WORK INSTRUCTION: If a line contains the word "silver", include it in the count; state how many such lines the listing has and nothing else.

MATERIAL SUPPLIED:
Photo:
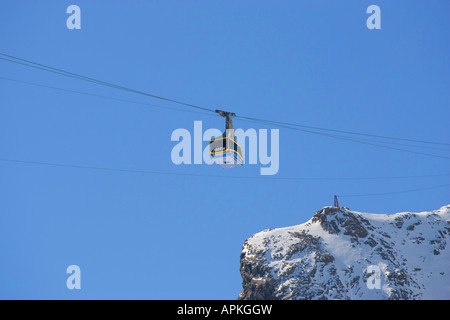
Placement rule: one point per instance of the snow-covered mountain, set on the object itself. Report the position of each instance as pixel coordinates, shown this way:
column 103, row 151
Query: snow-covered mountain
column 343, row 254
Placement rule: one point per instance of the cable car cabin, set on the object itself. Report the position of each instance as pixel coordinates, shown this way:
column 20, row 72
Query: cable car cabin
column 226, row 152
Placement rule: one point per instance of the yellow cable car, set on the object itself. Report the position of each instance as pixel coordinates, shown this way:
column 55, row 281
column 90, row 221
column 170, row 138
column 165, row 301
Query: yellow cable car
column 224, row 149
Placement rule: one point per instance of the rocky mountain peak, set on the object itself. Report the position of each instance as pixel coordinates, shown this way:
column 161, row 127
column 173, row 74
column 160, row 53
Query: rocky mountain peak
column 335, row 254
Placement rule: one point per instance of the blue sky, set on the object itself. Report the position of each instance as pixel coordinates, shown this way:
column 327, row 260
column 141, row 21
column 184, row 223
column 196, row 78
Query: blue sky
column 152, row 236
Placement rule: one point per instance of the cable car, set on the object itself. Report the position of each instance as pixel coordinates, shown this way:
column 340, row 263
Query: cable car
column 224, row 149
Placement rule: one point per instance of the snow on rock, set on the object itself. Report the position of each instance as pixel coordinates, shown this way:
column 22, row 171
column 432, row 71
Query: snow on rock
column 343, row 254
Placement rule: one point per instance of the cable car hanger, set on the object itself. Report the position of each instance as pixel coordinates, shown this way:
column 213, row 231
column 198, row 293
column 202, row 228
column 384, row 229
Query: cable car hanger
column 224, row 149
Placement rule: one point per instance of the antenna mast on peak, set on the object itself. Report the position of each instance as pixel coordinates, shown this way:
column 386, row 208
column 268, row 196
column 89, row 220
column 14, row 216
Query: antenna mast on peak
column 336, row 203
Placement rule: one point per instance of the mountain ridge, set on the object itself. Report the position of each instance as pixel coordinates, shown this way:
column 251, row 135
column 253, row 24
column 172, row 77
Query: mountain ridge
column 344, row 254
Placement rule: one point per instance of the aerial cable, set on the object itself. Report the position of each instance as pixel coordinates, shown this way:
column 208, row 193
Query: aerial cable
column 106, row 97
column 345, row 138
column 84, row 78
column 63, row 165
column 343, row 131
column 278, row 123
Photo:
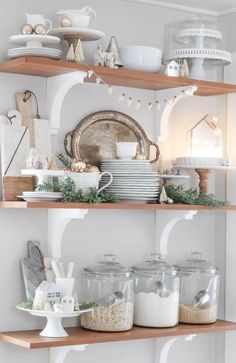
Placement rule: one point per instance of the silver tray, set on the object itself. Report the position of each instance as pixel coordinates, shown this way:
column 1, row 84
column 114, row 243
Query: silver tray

...

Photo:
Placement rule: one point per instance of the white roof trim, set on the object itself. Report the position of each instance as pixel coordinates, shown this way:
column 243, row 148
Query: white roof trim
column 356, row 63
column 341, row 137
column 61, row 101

RESPONSE BOX: 2